Instruction 1:
Copy every one of the records below word for word.

--- START Source text ---

- Region: Brazil
- Ethnicity: Takunyapé
- Extinct: early 1950s
- Language family: Tupian Tupi–GuaraniWayampíTakunyapé; ; ;

Language codes
- ISO 639-3: None (mis)
- Glottolog: tacu1234
- Linguasphere: 88-AAA-ea

= Takunyapé language =

Extinct Tupian language of Brazil

Takunyapé (Tacunhape) is an extinct Tupi–Guaraní language of Brazil.

== Vocabulary ==
The following short vocabularies of Takunyapé were recorded from three settlers in the area, Ernesto Accioly, Teophilo de Castro, and Francisco Pinheiro, who had been in contact with the Takunyapé throughout the end of the 19th century.

--- END Source text ---

Instruction 2:
Using the text on the Takunyapé language, decide whether each statement agrees with it, answering yes or no and quoting the deciding words: (a) Takunyapé became extinct in the early 1950s. (b) The Takunyapé vocabularies were recorded from four settlers. (c) Takunyapé has its own ISO 639-3 code.

--- START Extracted entries ---

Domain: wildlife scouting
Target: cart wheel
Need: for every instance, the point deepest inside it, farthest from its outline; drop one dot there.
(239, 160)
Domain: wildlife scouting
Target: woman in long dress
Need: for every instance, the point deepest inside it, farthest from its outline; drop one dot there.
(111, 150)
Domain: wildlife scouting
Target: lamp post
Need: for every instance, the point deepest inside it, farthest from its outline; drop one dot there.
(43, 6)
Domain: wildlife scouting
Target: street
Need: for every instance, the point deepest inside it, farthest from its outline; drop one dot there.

--- END Extracted entries ---

Correct answer 1:
Domain: wildlife scouting
Target: cart wheel
Need: for every instance, the point deepest inside it, farthest from its outline; drop one dot there.
(239, 160)
Domain: wildlife scouting
Target: woman in long dress
Need: for every instance, the point deepest inside it, farthest from its outline; drop one dot there.
(111, 150)
Domain: wildlife scouting
Target: lamp post
Need: for every instance, the point deepest inside it, farthest from its outline; drop one dot there.
(43, 6)
Domain: wildlife scouting
Target: street
Need: for every instance, the point deepest inside it, farthest from its outline; drop one dot there.

Correct answer 2:
(a) Yes: "Extinct: early 1950s"
(b) No: "recorded from three settlers in the area"
(c) No: "ISO 639-3: None (mis)"